*REQUIREMENT*
Below is a set of entries. Print the line that contains "Tag every instance of the metal" and every later line word for word, through the final one.

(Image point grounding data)
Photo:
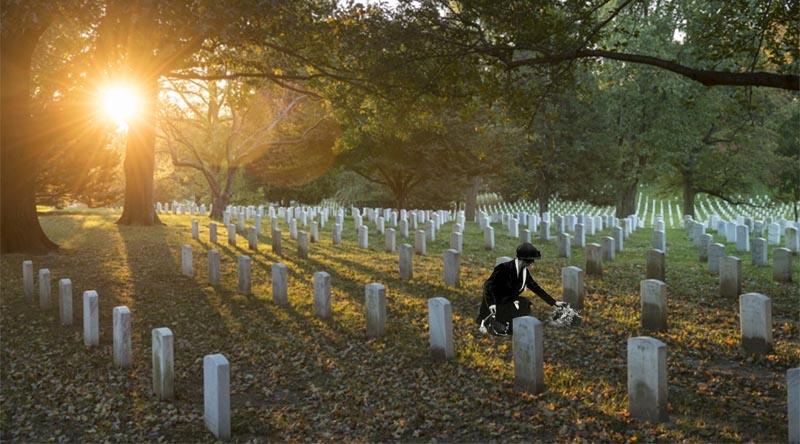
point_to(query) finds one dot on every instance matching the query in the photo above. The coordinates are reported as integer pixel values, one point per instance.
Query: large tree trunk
(689, 194)
(20, 231)
(140, 163)
(472, 199)
(626, 200)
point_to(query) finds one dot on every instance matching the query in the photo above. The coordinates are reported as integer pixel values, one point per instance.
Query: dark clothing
(504, 287)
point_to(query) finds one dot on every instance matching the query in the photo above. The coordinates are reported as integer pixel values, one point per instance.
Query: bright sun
(120, 103)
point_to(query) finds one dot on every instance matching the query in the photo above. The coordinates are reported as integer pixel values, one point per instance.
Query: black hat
(527, 252)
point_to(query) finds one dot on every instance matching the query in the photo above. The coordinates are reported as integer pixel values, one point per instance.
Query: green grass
(297, 378)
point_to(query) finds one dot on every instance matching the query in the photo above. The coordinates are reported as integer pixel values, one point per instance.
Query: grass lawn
(297, 378)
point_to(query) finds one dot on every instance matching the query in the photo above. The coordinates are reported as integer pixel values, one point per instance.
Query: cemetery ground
(296, 378)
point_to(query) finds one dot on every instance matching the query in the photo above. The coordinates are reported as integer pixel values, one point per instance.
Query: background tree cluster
(424, 103)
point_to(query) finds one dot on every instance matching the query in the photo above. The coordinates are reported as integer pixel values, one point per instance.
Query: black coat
(504, 287)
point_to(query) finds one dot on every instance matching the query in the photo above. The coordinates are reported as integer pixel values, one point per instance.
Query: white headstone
(609, 248)
(619, 238)
(27, 279)
(759, 256)
(653, 294)
(452, 268)
(276, 242)
(44, 289)
(572, 286)
(755, 315)
(406, 258)
(440, 322)
(793, 395)
(730, 277)
(65, 301)
(782, 265)
(122, 336)
(742, 238)
(322, 295)
(375, 295)
(655, 265)
(660, 240)
(528, 350)
(580, 235)
(186, 260)
(594, 259)
(217, 395)
(91, 318)
(280, 284)
(302, 244)
(163, 363)
(647, 379)
(419, 242)
(213, 267)
(363, 236)
(244, 273)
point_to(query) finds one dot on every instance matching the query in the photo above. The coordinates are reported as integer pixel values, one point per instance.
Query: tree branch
(708, 78)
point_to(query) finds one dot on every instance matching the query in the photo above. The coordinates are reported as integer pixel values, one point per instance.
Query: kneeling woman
(501, 292)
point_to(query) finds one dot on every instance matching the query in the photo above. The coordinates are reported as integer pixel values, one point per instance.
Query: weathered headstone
(759, 254)
(774, 231)
(793, 401)
(755, 320)
(702, 248)
(390, 240)
(244, 274)
(91, 318)
(163, 363)
(660, 240)
(742, 238)
(440, 322)
(186, 260)
(619, 238)
(27, 279)
(302, 244)
(452, 268)
(653, 294)
(572, 286)
(647, 379)
(280, 284)
(375, 295)
(322, 295)
(232, 235)
(406, 258)
(212, 233)
(782, 265)
(337, 234)
(65, 301)
(544, 231)
(252, 239)
(217, 395)
(213, 267)
(122, 336)
(488, 238)
(528, 350)
(44, 289)
(457, 241)
(580, 236)
(730, 277)
(419, 242)
(609, 248)
(655, 265)
(594, 259)
(791, 240)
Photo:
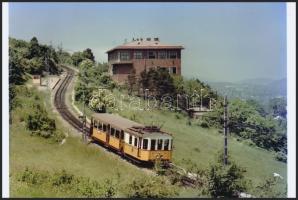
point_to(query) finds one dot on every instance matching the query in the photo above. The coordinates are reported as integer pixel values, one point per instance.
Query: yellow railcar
(133, 140)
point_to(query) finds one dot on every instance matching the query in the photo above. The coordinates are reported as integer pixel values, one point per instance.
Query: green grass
(190, 141)
(201, 145)
(75, 157)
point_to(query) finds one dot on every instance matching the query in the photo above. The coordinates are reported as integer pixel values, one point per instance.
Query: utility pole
(201, 99)
(225, 131)
(84, 119)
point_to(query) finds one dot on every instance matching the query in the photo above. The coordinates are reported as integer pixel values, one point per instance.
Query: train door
(91, 127)
(139, 146)
(121, 144)
(108, 133)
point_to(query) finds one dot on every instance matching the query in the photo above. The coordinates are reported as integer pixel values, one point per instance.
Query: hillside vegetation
(48, 160)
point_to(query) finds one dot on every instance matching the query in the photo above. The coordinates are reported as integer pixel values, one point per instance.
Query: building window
(117, 133)
(96, 124)
(173, 54)
(152, 147)
(138, 55)
(145, 143)
(159, 144)
(166, 145)
(162, 54)
(130, 139)
(151, 54)
(124, 55)
(112, 131)
(172, 70)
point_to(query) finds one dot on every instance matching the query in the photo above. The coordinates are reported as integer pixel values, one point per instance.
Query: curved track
(59, 101)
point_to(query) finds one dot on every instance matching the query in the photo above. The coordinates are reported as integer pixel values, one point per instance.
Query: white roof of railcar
(129, 126)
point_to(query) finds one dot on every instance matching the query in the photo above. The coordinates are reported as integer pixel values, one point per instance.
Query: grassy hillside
(94, 162)
(201, 145)
(75, 157)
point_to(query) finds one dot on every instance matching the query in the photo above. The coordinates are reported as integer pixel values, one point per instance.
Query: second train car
(144, 144)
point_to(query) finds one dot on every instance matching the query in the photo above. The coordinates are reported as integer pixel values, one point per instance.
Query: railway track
(59, 102)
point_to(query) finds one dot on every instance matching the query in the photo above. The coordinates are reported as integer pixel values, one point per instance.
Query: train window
(152, 144)
(166, 145)
(159, 144)
(130, 139)
(117, 133)
(95, 124)
(112, 131)
(145, 143)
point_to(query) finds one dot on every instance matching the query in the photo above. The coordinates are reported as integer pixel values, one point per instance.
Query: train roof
(130, 126)
(115, 120)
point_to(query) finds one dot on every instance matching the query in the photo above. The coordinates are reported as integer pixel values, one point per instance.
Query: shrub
(153, 187)
(226, 181)
(281, 157)
(204, 125)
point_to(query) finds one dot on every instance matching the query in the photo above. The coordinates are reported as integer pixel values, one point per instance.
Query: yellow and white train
(144, 144)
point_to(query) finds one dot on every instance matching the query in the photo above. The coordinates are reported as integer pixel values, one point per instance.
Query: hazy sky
(223, 41)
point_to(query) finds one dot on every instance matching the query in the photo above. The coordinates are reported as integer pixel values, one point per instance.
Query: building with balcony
(142, 54)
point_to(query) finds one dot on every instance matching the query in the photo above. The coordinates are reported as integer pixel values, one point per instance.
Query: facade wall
(123, 67)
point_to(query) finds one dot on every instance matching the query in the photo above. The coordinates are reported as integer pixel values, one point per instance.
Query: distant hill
(258, 89)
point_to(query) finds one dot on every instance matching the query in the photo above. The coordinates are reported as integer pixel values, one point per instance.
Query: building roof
(145, 44)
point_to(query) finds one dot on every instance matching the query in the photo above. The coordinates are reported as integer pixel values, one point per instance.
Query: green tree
(87, 54)
(16, 71)
(278, 107)
(226, 180)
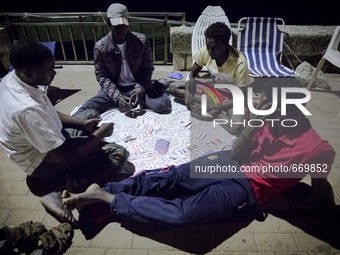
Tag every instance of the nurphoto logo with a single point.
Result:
(239, 102)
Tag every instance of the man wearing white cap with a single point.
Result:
(123, 67)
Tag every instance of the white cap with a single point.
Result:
(118, 14)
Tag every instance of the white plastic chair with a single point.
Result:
(332, 55)
(210, 15)
(261, 40)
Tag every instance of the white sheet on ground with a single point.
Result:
(188, 137)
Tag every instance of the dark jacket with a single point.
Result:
(107, 62)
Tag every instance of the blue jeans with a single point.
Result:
(170, 196)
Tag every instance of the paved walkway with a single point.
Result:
(292, 226)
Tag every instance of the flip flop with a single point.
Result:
(47, 204)
(22, 238)
(57, 240)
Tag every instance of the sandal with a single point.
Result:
(57, 240)
(22, 238)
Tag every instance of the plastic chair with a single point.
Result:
(261, 41)
(332, 55)
(210, 15)
(50, 45)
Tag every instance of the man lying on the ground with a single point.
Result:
(171, 196)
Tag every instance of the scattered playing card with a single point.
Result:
(127, 137)
(197, 134)
(162, 146)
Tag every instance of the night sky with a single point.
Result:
(293, 12)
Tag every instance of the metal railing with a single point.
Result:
(76, 33)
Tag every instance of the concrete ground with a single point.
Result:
(293, 226)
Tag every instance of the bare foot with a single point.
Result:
(91, 195)
(53, 205)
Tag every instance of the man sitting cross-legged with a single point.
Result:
(170, 196)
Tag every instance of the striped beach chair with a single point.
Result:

*YOUR SOLUTION*
Tag every instance of the metal railing with a single point.
Result:
(76, 33)
Tag every instance of the concrete ground with a single point.
Result:
(293, 226)
Tag every instance of the bare foot with a single point.
Result:
(91, 195)
(53, 205)
Tag every instance of the man sitting cross-legged with a single point.
Result:
(170, 196)
Tag every instance of the striped beach chair with a single point.
Result:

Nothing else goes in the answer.